Passage for review Start Marker
Martian settlements will have to be built mostly underground in any case, barring major developments in radiation shielding. In the absence of a planetary magnetic field, the surface is exposed to solar particle storms – early in the 2000 film Red Planet the spaceship is subjected to a gamma-ray storm (of all things, since gamma rays aren’t particles and can’t be focussed by solar magnetic fields) in which the tracks are not only visible in air, but do considerable damage to the ship’s wiring for no apparent reason. But streams of protons from Coronal Mass Ejections are focussed and highly dangerous, and heavier nuclei within them still more so. During Apollo 16 there was one such event which did not hit the Moon, and the astronauts would not have survived it if it had. Cumulative exposure to high-mass, high-energy galactic cosmic rays has even worse effects on central nervous tissue, and it’s calculated that a minimum-energy mission to Mars and back would give astronauts aboard a lifetime dosage, forcing retirement before they lost enough brain cells for noticeable effects. (Warning to critics: I have been accused before of making this up, and I have all the references to hand if needed.)
Every so often the media rediscover this problem, and a rash of articles appears saying that it proves Elon Musk’s plans to establish settlements on Mars are impossible. (There’s another one in progress at the moment.) But as Graham Dale of the Scottish branch of the Mars Society pointed out, in a discussion project called ‘Building the Martian Nation’, the situation on Mars is different. To begin with, the mass of the planet below cuts the radiation exposure in half right away (I made the same point about a mission to an asteroid in Incoming Asteroid!, 2013). Building the settlement beside a crater wall would halve it again – our choice was a lava-flooded crater on Lunae Planum which we called ‘Glesgae Sinus’ – not to be confused with any condition aggravated by passive smoking (Fig. 25).
Passage for review End Marker
Supplied data Start Marker
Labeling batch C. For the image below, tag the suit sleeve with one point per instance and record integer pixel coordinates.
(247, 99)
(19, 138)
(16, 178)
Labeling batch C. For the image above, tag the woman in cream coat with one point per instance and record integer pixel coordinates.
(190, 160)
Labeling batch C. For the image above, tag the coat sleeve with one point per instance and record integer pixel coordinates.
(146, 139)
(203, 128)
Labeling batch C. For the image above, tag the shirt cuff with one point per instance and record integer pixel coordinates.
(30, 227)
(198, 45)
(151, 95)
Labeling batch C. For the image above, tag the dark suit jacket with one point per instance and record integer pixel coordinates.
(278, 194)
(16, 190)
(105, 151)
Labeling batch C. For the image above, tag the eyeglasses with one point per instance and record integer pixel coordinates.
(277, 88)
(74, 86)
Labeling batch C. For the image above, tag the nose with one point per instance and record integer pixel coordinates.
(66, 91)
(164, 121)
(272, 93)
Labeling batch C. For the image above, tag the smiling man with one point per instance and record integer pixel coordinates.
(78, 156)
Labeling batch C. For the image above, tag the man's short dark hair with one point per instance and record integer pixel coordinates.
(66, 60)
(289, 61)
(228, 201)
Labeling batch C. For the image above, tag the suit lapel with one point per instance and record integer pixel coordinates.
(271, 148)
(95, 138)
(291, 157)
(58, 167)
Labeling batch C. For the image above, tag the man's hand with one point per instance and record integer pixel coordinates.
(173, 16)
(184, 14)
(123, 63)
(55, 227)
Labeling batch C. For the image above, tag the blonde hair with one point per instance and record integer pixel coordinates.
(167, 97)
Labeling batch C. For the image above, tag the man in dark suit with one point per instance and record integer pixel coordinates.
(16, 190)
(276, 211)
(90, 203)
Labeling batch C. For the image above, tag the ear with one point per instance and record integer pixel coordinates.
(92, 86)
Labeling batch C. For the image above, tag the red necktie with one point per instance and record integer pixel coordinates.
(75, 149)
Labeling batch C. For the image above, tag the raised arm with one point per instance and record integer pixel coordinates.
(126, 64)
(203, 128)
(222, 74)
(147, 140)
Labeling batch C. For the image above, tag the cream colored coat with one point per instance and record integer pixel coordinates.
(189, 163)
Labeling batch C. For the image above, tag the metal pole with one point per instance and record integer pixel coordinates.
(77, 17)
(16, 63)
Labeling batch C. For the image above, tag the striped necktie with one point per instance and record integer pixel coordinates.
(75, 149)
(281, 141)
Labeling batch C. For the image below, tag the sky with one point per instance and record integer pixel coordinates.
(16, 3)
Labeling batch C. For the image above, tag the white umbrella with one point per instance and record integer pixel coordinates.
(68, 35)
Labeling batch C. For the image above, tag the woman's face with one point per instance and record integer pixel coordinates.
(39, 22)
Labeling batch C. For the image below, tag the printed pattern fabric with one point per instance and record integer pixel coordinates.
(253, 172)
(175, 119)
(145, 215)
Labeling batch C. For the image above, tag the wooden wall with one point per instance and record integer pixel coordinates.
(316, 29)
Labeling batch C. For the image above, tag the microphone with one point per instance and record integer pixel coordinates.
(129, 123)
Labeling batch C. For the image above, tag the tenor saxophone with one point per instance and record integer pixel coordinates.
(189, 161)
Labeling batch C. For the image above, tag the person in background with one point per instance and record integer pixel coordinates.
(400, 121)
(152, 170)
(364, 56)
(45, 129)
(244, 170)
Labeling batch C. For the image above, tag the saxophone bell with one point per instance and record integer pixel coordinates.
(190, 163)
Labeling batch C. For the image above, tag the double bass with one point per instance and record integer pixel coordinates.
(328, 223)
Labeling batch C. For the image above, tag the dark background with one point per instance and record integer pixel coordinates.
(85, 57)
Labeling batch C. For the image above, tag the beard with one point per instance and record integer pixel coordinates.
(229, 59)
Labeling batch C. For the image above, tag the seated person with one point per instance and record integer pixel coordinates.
Supplied data End Marker
__Study questions__.
[1] Answer these questions from the passage on Martian settlements:
(a) In what year did the film Red Planet come out?
(b) During which Apollo mission did a solar particle event occur that did not hit the Moon?
(c) What name was given to the lava-flooded crater on Lunae Planum that was chosen for the settlement?
[2] Say whether each statement agrees with the passage on Martian settlements. Give yes or no, followed by the deciding words from the passage.
(a) Solar magnetic fields can focus gamma rays.
(b) The mass of the planet below halves the radiation exposure.
(c) Graham Dale belongs to the Welsh branch of the Mars Society.
[3] Continue the passage on Martian settlements, starting after its final sentence.

__Results for each task__.
[1]
(a) 2000
(b) Apollo 16
(c) 'Glesgae Sinus'

[2]
(a) No: "gamma rays aren’t particles and can’t be focussed by solar magnetic fields"
(b) Yes: "the mass of the planet below cuts the radiation exposure in half right away"
(c) No: "Graham Dale of the Scottish branch of the Mars Society"

[3]
Although Mars has no overall magnetic field, it used to have, shown by magnetic banding in strata south of Valles Marineris, detected by ESA’s Mars Express. There are also localised, residual magnetic fields, some at least of them over impact features, intense enough to generate local aurorae (Fig. 26); and over the north polar hood during northern hemisphere spring, there’s enough oxygen from water molecules, disassociated by solar ultraviolet, to give significant protection and perhaps even to form a temporary ozone layer. So the Martian surface is not necessarily the death-trap that’s currently being portrayed. On the other hand, on May 20th this year the Curiosity rover recorded a solar radiation storm of such intensity that the particles are visible, as streaks and spots, in the images from the electronic cameras (Fig. 27).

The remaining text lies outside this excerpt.